→ **What the task requires**
Please give the listing again in its entirety, exactly as written.

:: Provided material ::

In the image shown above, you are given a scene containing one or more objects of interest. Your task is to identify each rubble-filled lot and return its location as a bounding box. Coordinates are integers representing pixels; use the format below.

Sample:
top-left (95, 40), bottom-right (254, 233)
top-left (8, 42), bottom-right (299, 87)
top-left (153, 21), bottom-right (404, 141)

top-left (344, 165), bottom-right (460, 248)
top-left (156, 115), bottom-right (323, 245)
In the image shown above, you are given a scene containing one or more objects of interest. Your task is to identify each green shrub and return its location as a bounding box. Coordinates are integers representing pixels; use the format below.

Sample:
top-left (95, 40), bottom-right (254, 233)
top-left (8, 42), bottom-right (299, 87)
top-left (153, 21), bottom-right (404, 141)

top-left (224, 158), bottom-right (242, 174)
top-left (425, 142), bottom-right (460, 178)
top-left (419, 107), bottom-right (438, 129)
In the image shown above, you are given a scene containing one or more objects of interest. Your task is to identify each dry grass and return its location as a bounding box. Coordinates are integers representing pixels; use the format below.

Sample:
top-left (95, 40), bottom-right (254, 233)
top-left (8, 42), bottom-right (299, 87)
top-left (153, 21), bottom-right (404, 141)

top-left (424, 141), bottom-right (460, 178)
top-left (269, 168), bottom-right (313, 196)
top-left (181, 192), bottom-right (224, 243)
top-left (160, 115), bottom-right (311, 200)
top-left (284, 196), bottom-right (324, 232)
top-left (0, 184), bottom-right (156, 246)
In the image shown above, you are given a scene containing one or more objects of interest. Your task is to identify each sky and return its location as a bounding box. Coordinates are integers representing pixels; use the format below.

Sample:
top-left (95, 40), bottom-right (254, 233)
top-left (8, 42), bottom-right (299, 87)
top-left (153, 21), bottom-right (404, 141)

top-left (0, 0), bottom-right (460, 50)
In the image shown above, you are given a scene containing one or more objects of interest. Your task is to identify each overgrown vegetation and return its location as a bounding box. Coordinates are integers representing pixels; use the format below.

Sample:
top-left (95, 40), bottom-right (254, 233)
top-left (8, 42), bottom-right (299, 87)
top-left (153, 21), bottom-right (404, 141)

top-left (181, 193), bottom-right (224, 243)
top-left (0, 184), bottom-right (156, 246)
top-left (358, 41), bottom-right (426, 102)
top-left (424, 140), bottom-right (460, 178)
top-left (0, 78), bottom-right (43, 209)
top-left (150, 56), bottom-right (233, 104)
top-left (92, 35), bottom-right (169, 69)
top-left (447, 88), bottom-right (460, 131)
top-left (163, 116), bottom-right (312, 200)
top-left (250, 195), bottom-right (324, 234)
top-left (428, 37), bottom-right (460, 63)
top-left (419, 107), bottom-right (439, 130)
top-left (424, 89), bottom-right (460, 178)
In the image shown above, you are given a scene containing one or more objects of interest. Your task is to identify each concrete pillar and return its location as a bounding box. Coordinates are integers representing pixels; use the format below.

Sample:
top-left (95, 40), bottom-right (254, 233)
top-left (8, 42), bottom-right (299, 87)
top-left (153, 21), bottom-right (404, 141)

:::

→ **Solution**
In the image shown above, you are given a scene containing one or more objects of interest. Your task is to identify each rubble-filled lot and return its location as a bounding box. Coordinates are integers representing pixels; use the format below.

Sample:
top-left (95, 40), bottom-right (254, 233)
top-left (8, 42), bottom-right (299, 87)
top-left (153, 21), bottom-right (404, 141)

top-left (344, 165), bottom-right (460, 248)
top-left (156, 115), bottom-right (323, 245)
In the image shown above, you are given a scene containing one or more objects of interest. Your task is to identify each green shrub and return its location as a bounding box. Coordinates are integers representing pixels; use the format below.

Sample:
top-left (95, 40), bottom-right (254, 233)
top-left (8, 42), bottom-right (299, 87)
top-left (153, 21), bottom-right (404, 141)

top-left (224, 158), bottom-right (242, 174)
top-left (425, 142), bottom-right (460, 178)
top-left (419, 107), bottom-right (438, 129)
In the image shown above, you are given a scene containing one or more objects of interest. Your task is to identify each dry grass and return its location as a bounding box. Coordinates are integers representing pixels; use the format below.

Sample:
top-left (95, 40), bottom-right (254, 233)
top-left (8, 42), bottom-right (299, 87)
top-left (153, 21), bottom-right (404, 141)

top-left (424, 141), bottom-right (460, 178)
top-left (269, 168), bottom-right (313, 196)
top-left (181, 192), bottom-right (224, 243)
top-left (160, 115), bottom-right (311, 200)
top-left (284, 196), bottom-right (324, 232)
top-left (0, 184), bottom-right (156, 246)
In the image shown above, you are given a scene containing one or more objects of interest. Your task is to identify each sky and return its location as a bounding box. Coordinates are integers representing pixels; use the format below.

Sample:
top-left (95, 40), bottom-right (254, 233)
top-left (8, 42), bottom-right (299, 87)
top-left (153, 21), bottom-right (404, 141)

top-left (0, 0), bottom-right (460, 50)
In the image shown above, you are given a scene containing one or more objects of interest. Your task is to identify each overgrown vegetation and return its location as a bounding box. Coordinates are integers representing pixels; use the format below.

Sample:
top-left (95, 40), bottom-right (254, 233)
top-left (8, 42), bottom-right (299, 87)
top-left (153, 21), bottom-right (404, 141)

top-left (181, 193), bottom-right (224, 243)
top-left (0, 184), bottom-right (156, 246)
top-left (358, 41), bottom-right (426, 102)
top-left (424, 140), bottom-right (460, 178)
top-left (0, 78), bottom-right (43, 209)
top-left (150, 56), bottom-right (233, 104)
top-left (92, 35), bottom-right (169, 69)
top-left (447, 88), bottom-right (460, 131)
top-left (163, 116), bottom-right (312, 200)
top-left (250, 195), bottom-right (324, 234)
top-left (428, 37), bottom-right (460, 63)
top-left (419, 107), bottom-right (439, 130)
top-left (424, 89), bottom-right (460, 178)
In the image shown above, you are given a scene containing one or more objects of interest. Your task is to identify each concrete pillar and return its location as a bounding box. Coordinates are integers representing pixels; use the format below.

Sample:
top-left (95, 40), bottom-right (254, 233)
top-left (8, 42), bottom-right (299, 87)
top-left (153, 21), bottom-right (404, 141)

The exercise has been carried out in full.